(Exercise data Opens)

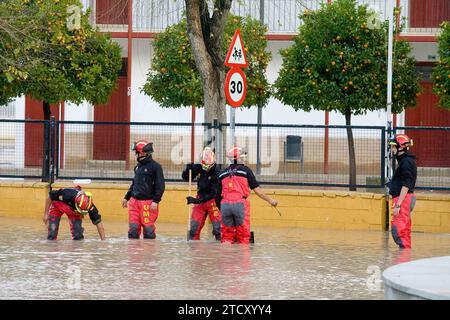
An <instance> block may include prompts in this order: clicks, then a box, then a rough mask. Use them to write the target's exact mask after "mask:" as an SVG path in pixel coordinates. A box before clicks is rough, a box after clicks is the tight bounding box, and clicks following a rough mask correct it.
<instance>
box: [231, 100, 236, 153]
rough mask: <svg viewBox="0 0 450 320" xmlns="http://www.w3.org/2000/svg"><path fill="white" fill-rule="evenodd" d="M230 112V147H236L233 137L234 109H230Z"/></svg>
mask: <svg viewBox="0 0 450 320" xmlns="http://www.w3.org/2000/svg"><path fill="white" fill-rule="evenodd" d="M230 108H231V110H230V134H231V145H232V146H235V145H236V136H235V130H234V128H235V123H236V108H233V107H231V106H230Z"/></svg>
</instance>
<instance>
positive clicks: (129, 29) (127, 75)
mask: <svg viewBox="0 0 450 320" xmlns="http://www.w3.org/2000/svg"><path fill="white" fill-rule="evenodd" d="M127 45H128V60H127V107H126V121H127V122H130V120H131V70H132V61H133V0H128V43H127ZM130 130H131V127H130V126H129V125H128V130H126V131H125V132H126V136H125V166H126V169H127V170H128V167H129V165H130V152H129V150H130V143H131V142H130V138H131V132H130Z"/></svg>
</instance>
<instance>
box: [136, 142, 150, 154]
mask: <svg viewBox="0 0 450 320" xmlns="http://www.w3.org/2000/svg"><path fill="white" fill-rule="evenodd" d="M132 150H134V151H136V153H138V154H139V155H142V156H146V155H148V154H151V153H152V152H153V142H148V141H147V140H138V141H136V142H135V143H134V144H133V148H132Z"/></svg>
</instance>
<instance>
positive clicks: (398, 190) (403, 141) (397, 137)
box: [389, 134, 417, 248]
mask: <svg viewBox="0 0 450 320" xmlns="http://www.w3.org/2000/svg"><path fill="white" fill-rule="evenodd" d="M389 144H390V145H391V152H392V154H393V155H394V156H395V157H396V160H397V167H396V169H395V172H394V176H393V178H392V181H391V184H390V190H389V193H390V195H391V196H392V217H393V219H392V222H391V233H392V237H393V239H394V241H395V243H396V244H398V246H399V247H400V248H411V214H412V211H413V210H414V206H415V204H416V196H415V195H414V188H415V186H416V179H417V164H416V157H415V156H414V155H413V154H411V153H410V152H409V147H410V146H412V145H413V141H412V140H411V139H410V138H409V137H408V136H407V135H406V134H397V135H395V138H394V139H392V140H391V141H390V142H389Z"/></svg>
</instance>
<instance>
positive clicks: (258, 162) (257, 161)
mask: <svg viewBox="0 0 450 320" xmlns="http://www.w3.org/2000/svg"><path fill="white" fill-rule="evenodd" d="M259 22H260V23H261V25H262V26H263V25H264V0H259ZM257 123H258V127H257V131H256V174H261V124H262V107H261V106H258V118H257Z"/></svg>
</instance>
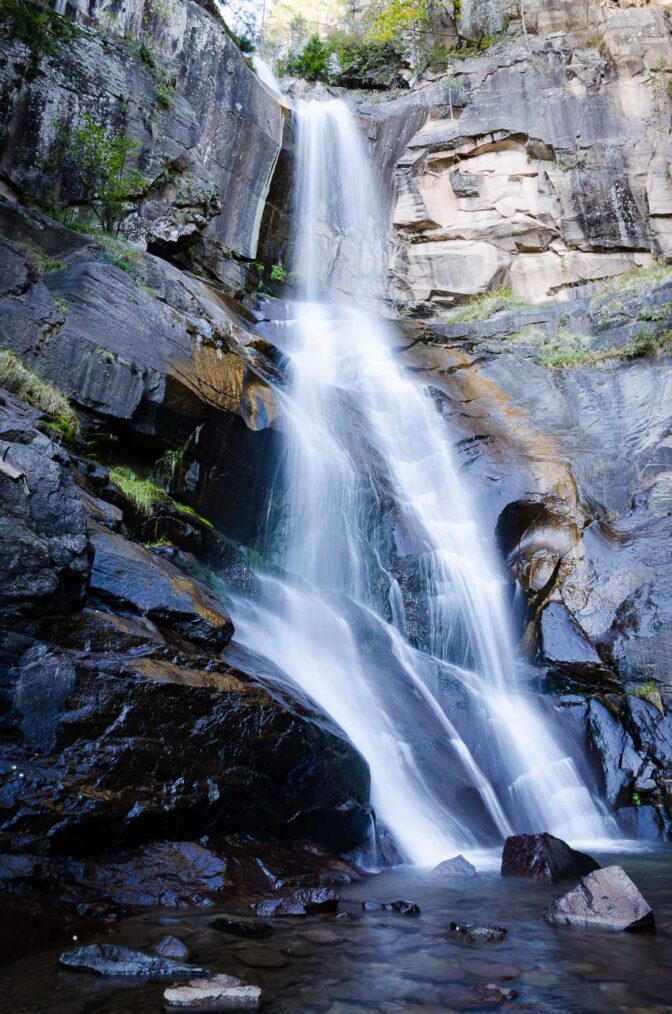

(Exercise data Closes)

Task statement => Please return each line of the data above that contains the word "positive".

Written reply =>
positive clicks: (129, 29) (127, 75)
positive clicks: (398, 190) (403, 141) (397, 137)
positive clicks: (258, 162) (257, 161)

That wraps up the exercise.